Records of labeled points

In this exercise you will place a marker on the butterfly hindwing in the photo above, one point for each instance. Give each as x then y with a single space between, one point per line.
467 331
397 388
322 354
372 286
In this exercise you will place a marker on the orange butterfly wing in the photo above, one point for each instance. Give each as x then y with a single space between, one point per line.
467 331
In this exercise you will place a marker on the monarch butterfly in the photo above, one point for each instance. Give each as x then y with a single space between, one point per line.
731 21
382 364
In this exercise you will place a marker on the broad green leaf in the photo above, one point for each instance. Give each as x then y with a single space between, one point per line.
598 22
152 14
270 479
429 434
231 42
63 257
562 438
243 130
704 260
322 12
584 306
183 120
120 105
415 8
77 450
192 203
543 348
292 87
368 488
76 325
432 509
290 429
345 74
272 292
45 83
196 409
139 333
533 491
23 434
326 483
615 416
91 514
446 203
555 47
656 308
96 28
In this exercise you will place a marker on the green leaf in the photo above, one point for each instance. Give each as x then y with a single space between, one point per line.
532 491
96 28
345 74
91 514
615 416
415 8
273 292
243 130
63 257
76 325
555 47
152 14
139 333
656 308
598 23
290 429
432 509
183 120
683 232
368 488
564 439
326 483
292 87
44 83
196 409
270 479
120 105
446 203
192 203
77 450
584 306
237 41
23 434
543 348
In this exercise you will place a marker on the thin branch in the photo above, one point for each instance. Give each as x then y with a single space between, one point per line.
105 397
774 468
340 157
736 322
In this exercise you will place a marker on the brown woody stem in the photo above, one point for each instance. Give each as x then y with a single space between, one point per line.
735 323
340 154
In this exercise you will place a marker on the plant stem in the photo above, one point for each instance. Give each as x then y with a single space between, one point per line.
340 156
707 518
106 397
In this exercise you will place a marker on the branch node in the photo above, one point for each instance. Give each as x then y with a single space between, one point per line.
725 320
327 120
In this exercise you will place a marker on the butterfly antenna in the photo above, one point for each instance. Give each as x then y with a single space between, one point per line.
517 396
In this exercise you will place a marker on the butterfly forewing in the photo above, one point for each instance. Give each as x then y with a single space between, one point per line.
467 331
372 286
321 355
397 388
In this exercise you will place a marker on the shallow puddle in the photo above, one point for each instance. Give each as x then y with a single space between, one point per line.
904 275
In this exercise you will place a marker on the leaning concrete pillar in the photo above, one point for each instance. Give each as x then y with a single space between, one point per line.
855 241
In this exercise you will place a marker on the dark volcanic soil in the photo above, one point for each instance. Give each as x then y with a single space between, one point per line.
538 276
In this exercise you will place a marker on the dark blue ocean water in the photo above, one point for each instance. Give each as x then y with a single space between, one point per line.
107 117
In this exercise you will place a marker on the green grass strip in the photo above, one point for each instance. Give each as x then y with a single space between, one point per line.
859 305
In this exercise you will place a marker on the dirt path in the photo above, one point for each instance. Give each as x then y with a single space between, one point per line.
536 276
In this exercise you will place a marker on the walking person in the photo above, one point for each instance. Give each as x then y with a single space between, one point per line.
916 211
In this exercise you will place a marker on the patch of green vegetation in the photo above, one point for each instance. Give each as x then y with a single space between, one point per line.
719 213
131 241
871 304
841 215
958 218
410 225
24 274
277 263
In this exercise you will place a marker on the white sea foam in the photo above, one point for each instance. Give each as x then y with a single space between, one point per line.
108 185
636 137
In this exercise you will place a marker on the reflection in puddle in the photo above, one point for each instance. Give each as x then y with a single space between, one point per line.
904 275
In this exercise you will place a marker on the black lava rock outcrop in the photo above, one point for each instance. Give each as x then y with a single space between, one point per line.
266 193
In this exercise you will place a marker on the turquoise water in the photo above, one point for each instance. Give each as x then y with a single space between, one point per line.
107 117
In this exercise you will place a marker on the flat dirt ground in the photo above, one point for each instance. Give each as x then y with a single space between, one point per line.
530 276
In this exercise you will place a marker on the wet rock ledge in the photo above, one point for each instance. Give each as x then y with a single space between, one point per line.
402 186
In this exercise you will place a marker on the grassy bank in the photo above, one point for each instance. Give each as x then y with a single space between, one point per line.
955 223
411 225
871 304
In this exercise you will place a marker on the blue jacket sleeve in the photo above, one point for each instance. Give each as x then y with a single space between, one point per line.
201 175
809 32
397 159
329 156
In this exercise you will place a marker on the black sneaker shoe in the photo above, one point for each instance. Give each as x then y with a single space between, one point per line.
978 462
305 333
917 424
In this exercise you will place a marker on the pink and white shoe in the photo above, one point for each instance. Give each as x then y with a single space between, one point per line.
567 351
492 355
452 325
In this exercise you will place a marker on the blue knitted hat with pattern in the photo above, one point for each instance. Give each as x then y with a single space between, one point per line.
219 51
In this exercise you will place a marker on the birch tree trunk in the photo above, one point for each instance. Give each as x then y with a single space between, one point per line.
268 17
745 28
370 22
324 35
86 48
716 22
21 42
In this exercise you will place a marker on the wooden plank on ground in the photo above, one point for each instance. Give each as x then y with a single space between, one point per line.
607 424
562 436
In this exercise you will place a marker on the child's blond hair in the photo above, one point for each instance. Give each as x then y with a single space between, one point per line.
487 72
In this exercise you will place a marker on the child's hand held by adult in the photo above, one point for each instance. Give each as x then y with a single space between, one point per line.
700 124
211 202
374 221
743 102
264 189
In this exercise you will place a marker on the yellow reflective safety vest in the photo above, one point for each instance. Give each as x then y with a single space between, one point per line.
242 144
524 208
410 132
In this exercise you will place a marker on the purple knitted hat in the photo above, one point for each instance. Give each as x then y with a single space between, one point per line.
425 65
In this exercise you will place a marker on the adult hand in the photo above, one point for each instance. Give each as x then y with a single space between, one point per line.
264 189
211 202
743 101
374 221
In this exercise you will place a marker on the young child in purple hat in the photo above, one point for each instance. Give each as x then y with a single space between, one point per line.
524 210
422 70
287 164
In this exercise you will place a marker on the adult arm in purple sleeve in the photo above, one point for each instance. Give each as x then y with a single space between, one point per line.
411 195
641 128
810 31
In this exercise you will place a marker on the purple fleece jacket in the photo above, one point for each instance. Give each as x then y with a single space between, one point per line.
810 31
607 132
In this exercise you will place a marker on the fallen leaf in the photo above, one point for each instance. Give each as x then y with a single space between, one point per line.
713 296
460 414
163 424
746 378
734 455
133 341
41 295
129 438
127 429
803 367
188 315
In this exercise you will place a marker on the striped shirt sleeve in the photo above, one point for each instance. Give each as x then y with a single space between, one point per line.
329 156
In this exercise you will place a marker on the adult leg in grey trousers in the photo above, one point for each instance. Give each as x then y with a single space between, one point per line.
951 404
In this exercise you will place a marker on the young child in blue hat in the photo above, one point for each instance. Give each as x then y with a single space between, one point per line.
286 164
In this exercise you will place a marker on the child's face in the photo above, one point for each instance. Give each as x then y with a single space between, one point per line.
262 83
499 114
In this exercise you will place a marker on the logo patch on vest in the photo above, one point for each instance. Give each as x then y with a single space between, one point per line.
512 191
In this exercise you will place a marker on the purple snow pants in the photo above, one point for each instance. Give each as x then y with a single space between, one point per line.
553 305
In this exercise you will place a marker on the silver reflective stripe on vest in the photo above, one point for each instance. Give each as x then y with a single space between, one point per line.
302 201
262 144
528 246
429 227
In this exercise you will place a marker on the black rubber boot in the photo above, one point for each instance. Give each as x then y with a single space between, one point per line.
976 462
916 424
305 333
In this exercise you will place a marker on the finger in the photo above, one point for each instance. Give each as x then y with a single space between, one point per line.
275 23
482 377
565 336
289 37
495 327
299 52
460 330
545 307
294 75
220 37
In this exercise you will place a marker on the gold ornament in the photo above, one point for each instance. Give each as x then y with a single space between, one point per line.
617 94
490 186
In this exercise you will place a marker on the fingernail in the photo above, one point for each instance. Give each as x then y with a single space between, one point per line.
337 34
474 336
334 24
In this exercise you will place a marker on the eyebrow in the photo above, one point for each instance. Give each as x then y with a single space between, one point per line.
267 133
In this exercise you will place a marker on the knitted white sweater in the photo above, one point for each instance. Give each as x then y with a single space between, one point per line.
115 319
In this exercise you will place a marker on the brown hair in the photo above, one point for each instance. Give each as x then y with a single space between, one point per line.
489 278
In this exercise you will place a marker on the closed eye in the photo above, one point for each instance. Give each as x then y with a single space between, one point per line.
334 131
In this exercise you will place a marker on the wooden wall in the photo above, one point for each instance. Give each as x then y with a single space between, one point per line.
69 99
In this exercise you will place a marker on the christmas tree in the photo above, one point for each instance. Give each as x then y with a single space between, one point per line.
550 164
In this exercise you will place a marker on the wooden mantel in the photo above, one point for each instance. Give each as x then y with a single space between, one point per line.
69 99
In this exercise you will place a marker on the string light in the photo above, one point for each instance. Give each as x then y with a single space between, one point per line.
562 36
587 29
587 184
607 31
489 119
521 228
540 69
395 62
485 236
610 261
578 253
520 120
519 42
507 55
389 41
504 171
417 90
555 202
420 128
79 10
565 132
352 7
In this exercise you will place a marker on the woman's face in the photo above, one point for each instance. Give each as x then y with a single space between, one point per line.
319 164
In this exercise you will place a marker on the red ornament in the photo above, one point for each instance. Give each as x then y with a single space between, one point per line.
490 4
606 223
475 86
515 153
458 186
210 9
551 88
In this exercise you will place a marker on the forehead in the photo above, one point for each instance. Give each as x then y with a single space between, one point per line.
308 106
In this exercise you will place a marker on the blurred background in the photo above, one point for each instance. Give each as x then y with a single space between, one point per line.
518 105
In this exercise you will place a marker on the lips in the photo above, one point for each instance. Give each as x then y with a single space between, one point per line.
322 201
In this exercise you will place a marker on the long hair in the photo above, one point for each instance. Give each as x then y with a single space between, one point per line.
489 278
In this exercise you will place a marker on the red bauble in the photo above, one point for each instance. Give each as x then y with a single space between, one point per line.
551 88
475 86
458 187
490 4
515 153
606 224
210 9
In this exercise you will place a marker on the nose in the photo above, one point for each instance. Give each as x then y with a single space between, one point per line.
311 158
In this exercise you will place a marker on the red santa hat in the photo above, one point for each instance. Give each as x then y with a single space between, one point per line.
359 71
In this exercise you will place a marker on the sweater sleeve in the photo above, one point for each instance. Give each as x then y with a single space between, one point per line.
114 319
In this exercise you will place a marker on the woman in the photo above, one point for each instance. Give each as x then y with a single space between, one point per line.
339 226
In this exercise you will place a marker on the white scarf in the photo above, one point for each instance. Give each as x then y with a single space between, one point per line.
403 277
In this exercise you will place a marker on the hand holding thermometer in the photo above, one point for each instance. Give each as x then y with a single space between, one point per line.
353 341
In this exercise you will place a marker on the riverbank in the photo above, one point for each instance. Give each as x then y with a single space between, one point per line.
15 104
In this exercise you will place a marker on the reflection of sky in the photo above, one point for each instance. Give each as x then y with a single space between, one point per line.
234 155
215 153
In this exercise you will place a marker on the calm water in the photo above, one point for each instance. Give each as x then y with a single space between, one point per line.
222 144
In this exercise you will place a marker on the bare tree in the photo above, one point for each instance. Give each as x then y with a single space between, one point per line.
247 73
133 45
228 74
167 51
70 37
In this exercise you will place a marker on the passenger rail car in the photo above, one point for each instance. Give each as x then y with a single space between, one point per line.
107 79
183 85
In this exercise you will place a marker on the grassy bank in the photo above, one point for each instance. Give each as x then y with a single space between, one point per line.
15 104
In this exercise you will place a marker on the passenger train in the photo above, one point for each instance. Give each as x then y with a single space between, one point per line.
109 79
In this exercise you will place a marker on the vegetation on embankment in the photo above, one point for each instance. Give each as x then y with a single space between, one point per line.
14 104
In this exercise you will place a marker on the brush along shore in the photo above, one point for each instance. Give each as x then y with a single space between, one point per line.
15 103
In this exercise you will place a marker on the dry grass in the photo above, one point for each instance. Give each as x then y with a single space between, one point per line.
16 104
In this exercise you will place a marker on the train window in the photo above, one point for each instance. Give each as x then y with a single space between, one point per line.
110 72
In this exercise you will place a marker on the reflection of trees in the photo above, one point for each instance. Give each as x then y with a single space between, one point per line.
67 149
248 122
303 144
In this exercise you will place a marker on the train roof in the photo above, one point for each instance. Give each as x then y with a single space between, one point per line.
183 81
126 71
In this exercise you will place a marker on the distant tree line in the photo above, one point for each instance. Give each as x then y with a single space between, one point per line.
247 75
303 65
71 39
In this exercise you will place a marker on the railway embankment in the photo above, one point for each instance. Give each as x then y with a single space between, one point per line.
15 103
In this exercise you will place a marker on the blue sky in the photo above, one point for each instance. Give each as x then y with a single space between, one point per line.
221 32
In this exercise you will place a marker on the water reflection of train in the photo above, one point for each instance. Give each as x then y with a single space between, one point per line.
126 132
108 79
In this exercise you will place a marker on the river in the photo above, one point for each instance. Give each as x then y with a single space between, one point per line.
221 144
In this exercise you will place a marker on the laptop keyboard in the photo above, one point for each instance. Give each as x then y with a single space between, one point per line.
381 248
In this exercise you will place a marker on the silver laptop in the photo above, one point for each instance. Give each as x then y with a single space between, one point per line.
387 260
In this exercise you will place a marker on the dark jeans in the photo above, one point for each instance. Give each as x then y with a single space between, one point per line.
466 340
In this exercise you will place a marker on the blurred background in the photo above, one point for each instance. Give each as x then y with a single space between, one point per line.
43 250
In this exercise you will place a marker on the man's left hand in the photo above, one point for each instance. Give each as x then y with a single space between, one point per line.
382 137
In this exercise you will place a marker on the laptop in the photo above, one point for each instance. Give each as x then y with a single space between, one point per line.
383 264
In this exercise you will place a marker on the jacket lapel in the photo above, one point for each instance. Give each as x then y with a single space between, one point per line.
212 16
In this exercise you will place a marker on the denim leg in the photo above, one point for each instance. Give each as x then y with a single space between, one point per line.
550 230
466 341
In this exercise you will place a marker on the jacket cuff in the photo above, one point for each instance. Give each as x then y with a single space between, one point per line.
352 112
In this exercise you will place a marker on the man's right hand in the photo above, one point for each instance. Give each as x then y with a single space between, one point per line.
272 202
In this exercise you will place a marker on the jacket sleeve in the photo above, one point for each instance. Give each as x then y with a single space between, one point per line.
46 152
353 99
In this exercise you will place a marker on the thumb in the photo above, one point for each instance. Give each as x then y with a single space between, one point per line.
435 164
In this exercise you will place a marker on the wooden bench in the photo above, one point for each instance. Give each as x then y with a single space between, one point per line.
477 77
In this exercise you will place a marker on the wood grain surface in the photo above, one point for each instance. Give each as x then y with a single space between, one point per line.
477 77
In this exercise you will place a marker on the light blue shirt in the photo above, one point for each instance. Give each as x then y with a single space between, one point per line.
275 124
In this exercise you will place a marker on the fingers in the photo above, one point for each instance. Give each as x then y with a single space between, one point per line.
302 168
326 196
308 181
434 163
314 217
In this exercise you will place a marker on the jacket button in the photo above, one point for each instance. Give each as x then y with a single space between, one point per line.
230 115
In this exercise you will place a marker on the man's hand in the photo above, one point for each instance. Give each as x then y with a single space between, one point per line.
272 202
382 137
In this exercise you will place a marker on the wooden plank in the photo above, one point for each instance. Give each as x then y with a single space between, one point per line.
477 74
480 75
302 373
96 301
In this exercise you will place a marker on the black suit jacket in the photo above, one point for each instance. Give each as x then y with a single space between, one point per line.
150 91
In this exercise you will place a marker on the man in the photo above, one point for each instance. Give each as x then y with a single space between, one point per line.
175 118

Work to be completed:
Reproduce exactly the line containing "the jacket sleeve" and every line after it through the end of the records above, and nothing else.

Correct output:
In this exercise you will place a marker on the jacket sleeve in the photo above, one point for each instance. Give each as x then y with a single space between, one point per line.
46 152
353 99
In this exercise you will place a marker on the thumb in the photo above, one point for each instance. Give each as x then y with a single space between, one point per line.
435 164
In this exercise you will place a marker on the wooden bench in the photo above, one point for each instance. Give each as x then y with a single space between, one point per line.
477 77
In this exercise you will place a marker on the wood grain surface in the photo above, one point for each instance. Give each as x then y with a single space between, one point per line.
477 77
In this exercise you will place a marker on the light blue shirt in the photo above, one point for each instance. Give each as x then y with a single space between, one point per line.
275 124
In this exercise you will place a marker on the fingers in the photo above, one point for each instance. Give each as x then y with a single space between, one point per line.
302 168
326 196
308 181
434 163
314 217
In this exercise you will place a marker on the jacket button in the photo above, one point for each instance. Give each as x then y with a single space between, one point per line.
230 115
In this exercise you will place a marker on the man's hand in the photo above, one point for each instance. Give each as x then y with a single space between, one point per line.
272 202
382 137
In this exercise you will place a marker on the wooden plank in the photo above, one point for each instance. Give each as x then y with a single space between, one point per line.
477 74
480 75
302 373
96 301
In this exercise you will place a marker on the black suit jacket in the photo above, one point for each instance. Give each as x then y with a single space between, one point per line.
150 91
In this exercise you will place a marker on the man in the photo above, one point for each instance. Give each as x then y with a single space between, one point per line.
175 118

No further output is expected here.